> **EXERCISE GOAL**
Starting at the line containing "Find the blue" and ending at the last line of the listing, rename "Outlines" to "Contours" and return only those lines, with everything else unchanged.

> **ROWS**
-- Start --
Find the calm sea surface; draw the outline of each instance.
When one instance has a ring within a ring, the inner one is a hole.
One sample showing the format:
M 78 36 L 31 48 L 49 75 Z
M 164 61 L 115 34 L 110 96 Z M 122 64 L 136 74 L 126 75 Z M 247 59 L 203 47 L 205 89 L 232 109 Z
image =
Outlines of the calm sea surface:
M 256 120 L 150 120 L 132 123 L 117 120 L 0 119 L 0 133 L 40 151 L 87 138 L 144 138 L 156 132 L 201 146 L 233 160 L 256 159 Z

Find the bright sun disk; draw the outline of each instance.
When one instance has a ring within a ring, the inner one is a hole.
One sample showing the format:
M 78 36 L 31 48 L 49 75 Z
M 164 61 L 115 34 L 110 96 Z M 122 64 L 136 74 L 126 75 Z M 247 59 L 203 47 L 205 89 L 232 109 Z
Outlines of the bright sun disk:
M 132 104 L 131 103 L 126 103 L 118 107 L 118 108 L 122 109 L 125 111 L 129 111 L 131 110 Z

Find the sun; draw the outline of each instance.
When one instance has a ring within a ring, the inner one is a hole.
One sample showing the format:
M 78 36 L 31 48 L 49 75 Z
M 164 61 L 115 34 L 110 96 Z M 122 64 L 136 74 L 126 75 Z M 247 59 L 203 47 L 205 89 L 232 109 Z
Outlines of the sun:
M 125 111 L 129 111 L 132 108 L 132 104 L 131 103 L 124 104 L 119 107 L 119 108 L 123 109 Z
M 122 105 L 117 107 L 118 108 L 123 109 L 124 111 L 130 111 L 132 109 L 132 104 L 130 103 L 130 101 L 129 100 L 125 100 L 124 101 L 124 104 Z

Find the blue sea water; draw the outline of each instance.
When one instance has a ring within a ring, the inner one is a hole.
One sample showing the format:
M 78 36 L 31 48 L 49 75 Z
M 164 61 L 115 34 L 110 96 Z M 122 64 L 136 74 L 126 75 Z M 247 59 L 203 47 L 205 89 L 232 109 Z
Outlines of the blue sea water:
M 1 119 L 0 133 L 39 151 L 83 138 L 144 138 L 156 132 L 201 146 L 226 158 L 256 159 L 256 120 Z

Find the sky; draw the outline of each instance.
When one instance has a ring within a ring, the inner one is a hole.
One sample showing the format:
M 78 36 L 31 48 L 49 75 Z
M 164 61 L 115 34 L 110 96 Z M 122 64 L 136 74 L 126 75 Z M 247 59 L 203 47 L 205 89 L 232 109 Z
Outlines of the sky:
-- End --
> **WRITTEN ANSWER**
Find the blue sea water; draw the outline of each instance.
When one instance has a ring within a ring, the inner one is a hole.
One sample showing the format:
M 78 36 L 31 48 L 49 75 Z
M 164 61 L 115 34 L 110 96 Z M 122 64 L 136 74 L 126 75 Z M 247 59 L 203 47 L 205 89 L 232 109 Z
Contours of the blue sea water:
M 1 119 L 0 133 L 39 151 L 83 138 L 144 138 L 156 132 L 201 146 L 226 158 L 256 159 L 256 120 Z

Find the sky; draw the outline of each instance.
When one instance has a ring within a ring, the inner one is a hole.
One sample showing the format:
M 78 36 L 31 48 L 49 75 Z
M 164 61 L 115 34 L 110 96 Z M 122 64 L 136 74 L 126 75 Z M 247 59 L 203 47 L 205 89 L 232 109 Z
Contours of the sky:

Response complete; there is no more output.